— Start of LISTED ENTRIES —
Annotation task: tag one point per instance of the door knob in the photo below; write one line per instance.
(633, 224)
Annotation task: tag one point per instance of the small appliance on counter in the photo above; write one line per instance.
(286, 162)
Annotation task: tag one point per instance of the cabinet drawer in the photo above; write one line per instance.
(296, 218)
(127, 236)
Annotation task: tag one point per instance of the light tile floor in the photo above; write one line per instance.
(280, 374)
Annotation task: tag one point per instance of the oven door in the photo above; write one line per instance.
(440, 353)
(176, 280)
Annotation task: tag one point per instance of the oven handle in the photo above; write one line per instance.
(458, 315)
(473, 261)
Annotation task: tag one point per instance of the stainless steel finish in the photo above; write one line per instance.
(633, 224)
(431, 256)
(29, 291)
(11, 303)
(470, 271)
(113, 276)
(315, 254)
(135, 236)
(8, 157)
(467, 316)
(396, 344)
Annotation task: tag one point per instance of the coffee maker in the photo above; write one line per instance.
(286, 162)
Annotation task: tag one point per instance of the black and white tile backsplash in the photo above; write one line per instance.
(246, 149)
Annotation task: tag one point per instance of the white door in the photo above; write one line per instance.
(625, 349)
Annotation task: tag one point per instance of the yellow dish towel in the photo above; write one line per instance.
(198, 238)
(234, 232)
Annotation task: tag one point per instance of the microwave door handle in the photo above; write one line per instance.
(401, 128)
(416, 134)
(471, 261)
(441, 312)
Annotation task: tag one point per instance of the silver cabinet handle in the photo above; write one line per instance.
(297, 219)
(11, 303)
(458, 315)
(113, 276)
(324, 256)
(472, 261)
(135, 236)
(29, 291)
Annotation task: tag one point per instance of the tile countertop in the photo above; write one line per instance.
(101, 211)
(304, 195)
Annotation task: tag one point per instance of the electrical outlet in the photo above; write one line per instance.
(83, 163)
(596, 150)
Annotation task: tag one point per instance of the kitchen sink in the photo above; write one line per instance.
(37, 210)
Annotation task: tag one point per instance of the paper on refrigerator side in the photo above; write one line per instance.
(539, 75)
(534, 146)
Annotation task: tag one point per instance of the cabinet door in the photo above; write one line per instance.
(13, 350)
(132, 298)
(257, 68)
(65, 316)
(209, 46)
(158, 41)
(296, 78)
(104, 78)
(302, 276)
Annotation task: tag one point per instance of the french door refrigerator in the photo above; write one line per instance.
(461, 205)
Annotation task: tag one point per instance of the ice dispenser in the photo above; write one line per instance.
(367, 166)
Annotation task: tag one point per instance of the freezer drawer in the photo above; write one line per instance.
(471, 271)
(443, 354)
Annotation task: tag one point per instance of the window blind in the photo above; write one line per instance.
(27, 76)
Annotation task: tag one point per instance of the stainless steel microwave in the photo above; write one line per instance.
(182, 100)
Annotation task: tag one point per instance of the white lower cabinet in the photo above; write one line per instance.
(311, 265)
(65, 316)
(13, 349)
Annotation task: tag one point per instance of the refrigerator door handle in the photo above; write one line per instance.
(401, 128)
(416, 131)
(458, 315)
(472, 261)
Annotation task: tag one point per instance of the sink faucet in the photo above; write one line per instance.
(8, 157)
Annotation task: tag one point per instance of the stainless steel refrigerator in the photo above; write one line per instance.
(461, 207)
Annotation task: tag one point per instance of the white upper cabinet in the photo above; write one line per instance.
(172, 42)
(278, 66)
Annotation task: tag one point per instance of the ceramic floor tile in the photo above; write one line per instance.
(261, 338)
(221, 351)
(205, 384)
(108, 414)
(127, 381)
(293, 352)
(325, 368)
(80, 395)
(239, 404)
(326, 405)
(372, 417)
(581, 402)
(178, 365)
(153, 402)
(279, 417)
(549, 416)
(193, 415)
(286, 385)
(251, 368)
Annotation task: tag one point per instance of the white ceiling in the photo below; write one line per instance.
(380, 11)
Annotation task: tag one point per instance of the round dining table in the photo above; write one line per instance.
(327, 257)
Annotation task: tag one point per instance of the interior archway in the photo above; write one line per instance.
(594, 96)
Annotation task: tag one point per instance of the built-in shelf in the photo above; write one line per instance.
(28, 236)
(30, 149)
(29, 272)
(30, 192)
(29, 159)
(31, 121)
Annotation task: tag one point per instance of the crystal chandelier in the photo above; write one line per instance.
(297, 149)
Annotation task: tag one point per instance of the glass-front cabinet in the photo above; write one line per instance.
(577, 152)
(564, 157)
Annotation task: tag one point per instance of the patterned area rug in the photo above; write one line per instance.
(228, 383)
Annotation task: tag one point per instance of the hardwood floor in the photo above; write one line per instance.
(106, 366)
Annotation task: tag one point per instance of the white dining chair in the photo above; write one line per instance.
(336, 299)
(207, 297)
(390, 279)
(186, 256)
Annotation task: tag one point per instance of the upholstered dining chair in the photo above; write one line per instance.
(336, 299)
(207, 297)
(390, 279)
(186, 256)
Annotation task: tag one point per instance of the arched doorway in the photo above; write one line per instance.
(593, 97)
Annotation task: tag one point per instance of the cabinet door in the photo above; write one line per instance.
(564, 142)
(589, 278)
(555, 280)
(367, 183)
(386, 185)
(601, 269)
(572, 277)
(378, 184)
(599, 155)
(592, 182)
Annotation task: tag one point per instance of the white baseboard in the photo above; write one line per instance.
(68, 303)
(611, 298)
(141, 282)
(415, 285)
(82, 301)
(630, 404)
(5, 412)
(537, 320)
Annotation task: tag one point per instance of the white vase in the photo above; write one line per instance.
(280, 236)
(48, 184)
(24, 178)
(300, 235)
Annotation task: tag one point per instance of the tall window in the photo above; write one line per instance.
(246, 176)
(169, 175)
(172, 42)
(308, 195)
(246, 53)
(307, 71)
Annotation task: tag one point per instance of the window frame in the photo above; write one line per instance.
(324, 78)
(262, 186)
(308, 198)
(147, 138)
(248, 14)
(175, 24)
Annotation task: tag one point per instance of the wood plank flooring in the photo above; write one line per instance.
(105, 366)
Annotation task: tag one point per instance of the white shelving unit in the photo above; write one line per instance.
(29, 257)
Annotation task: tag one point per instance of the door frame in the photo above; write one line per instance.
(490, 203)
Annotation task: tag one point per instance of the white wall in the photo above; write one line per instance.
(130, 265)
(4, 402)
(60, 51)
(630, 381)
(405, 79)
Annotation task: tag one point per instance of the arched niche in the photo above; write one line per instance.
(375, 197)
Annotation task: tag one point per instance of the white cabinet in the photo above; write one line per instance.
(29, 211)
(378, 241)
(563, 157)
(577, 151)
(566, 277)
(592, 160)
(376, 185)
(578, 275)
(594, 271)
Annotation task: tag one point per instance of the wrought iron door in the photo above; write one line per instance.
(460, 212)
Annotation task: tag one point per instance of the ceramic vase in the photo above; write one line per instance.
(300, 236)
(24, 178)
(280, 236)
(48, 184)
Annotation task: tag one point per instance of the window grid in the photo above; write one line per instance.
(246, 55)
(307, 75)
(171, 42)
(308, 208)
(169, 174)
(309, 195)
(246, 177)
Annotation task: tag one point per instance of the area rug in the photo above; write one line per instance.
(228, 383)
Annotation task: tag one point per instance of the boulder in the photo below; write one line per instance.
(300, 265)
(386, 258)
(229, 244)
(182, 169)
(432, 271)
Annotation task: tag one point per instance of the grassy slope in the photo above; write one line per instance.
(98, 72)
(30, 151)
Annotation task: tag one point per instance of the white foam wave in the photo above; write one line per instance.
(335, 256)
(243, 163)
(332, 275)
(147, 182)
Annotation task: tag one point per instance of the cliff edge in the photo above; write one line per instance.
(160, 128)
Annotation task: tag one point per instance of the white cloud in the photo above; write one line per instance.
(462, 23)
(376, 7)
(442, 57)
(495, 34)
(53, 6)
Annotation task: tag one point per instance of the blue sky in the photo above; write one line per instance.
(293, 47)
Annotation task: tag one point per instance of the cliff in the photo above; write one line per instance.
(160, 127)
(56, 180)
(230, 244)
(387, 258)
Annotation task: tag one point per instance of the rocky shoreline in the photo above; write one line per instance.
— End of LISTED ENTRIES —
**GIVEN EXERCISE**
Rewrite the entries above as a numbered list, from the line containing "Annotation task: tag one point per instance of the cliff in" through the last line of the entries, both included, with blank lines left out.

**WRITTEN REPLY**
1. Annotation task: tag one point per instance of the cliff in the photo above; write one line per instance.
2. (160, 127)
3. (56, 180)
4. (230, 244)
5. (387, 258)
6. Annotation task: tag one point per instance of the rocky shoreline in the photo above; write one line per instance.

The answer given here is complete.